* START Supplied passage *

You nailed it precisely. It seems a lot of "journalists" don't care that they are journalists, they don't work for a big newspaper and they aren't doing their dream job; they don't have training as journalists, and they just expect chess players to be really happy that they wrote something for us, instead of thinking that we would want them to learn the job at a professional level, since they're stuck doing it.

Conversation is really the key word. If the interview is a conversation, that the journalist is leading in order to get printable results, then it might produce interesting comments and insights from the players. When interviews feel like a "pop quiz" to the participants, they're not comfortable, they're not having a conversation, they're being put on the spot, and unless they're a better journalist than the journalist, you're only ever going to get stiff, generic answers, or political answers. For example a recent interview on this site a chess player claimed to only listen to music from their own country. What an absurdity! Nobody is that small-minded in real life, but they might want to sound patriotic in an interview. If they're having a conversation then they're less likely to give those sorts of fake answers. If it is a prepared statement you say whatever you think helps, but if it is a conversation there is a natural tendency towards honesty.

* END Supplied passage *
* START Data extract *

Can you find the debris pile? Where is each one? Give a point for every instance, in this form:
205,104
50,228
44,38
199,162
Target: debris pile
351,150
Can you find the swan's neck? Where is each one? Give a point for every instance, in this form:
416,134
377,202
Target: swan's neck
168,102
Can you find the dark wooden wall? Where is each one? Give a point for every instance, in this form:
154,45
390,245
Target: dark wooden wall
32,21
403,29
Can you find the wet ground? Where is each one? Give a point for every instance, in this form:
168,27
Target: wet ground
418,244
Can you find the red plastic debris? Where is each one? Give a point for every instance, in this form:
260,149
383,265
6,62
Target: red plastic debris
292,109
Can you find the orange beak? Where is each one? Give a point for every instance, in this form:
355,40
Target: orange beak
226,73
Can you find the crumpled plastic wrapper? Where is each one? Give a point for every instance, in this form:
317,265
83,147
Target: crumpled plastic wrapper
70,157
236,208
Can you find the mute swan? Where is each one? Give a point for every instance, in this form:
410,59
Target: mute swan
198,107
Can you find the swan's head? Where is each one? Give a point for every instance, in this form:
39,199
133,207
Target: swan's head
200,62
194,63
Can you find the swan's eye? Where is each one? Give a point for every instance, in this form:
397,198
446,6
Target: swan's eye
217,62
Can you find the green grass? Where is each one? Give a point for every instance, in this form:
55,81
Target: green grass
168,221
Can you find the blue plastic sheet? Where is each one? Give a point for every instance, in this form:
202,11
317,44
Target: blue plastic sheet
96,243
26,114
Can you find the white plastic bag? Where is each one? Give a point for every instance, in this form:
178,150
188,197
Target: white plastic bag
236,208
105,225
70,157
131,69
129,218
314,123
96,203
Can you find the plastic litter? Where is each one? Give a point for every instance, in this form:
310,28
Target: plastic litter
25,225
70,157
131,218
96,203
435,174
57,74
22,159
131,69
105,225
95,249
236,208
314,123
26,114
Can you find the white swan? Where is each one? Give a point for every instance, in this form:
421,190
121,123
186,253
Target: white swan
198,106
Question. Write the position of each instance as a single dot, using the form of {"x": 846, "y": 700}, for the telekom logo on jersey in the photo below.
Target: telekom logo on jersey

* END Data extract *

Challenges ▸
**1.** In the comment on chess interviews, what kind of answers does an interview that feels like a "pop quiz" tend to get from players?
**2.** Return the stretch of the comment on chess interviews from "You nailed it" through "stuck doing it.", copied word for word.

The responses ▸
**1.** Stiff, generic answers, or political answers.

**2.**
You nailed it precisely. It seems a lot of "journalists" don't care that they are journalists, they don't work for a big newspaper and they aren't doing their dream job; they don't have training as journalists, and they just expect chess players to be really happy that they wrote something for us, instead of thinking that we would want them to learn the job at a professional level, since they're stuck doing it.